§ Task to complete
Starting at the line with "Target: union jack flag", repeat every line exactly until the records end, including the last one.
++++++
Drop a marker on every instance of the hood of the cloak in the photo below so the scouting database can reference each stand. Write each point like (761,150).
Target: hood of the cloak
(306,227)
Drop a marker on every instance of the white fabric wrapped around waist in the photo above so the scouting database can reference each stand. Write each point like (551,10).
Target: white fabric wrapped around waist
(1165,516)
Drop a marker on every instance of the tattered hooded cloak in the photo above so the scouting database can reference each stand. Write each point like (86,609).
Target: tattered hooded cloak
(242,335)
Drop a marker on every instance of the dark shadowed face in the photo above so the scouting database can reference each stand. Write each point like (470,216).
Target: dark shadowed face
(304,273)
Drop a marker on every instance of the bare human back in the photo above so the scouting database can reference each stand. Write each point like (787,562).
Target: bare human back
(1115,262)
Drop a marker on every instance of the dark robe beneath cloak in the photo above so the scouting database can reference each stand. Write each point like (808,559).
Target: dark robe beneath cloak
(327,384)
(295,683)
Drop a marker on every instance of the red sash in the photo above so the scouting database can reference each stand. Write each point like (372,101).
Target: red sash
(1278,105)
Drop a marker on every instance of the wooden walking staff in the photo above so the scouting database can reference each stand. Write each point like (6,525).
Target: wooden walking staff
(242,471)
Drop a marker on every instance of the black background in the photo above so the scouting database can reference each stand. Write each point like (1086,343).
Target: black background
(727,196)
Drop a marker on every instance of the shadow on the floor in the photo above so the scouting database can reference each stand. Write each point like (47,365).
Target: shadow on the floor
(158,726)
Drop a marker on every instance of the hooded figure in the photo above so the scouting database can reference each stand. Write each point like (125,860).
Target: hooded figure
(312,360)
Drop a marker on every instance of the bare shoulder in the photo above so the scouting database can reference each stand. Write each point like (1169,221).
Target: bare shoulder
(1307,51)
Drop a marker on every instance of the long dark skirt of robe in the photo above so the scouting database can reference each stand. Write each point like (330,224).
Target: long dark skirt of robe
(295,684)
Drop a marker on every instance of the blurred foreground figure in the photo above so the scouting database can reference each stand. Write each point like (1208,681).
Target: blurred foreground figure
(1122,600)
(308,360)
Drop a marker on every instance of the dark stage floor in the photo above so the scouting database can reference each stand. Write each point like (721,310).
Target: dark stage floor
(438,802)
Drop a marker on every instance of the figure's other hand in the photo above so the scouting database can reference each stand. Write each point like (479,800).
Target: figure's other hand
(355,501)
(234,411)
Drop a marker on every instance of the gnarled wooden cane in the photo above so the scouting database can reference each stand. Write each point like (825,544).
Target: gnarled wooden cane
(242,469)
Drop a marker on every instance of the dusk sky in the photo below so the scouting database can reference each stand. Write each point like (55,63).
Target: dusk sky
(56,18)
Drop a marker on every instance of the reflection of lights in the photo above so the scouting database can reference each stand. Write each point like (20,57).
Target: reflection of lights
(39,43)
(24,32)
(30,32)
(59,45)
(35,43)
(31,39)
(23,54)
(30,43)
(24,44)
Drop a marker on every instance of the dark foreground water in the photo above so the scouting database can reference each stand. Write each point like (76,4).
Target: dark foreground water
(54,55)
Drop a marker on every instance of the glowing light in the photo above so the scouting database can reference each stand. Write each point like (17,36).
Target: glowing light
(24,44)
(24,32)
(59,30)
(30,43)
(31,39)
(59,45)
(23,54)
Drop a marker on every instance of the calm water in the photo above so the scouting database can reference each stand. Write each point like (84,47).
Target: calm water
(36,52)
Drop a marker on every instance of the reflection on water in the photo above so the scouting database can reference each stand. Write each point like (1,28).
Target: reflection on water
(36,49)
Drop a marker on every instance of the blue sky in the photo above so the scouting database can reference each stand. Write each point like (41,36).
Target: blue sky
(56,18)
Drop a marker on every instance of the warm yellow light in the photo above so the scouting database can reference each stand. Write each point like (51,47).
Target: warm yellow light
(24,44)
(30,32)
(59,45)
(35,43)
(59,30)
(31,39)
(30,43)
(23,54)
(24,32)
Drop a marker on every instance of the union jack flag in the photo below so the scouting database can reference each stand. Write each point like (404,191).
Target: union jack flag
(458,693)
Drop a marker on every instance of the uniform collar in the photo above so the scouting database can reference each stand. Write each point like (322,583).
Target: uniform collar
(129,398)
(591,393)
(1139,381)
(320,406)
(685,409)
++++++
§ Exercise output
Target: union jack flag
(458,693)
Drop a marker on every instance of the uniform collar in the photo above so the scouting database can reference each stand. Write each point like (322,583).
Target: uniform collar
(129,398)
(591,393)
(1139,381)
(320,406)
(685,409)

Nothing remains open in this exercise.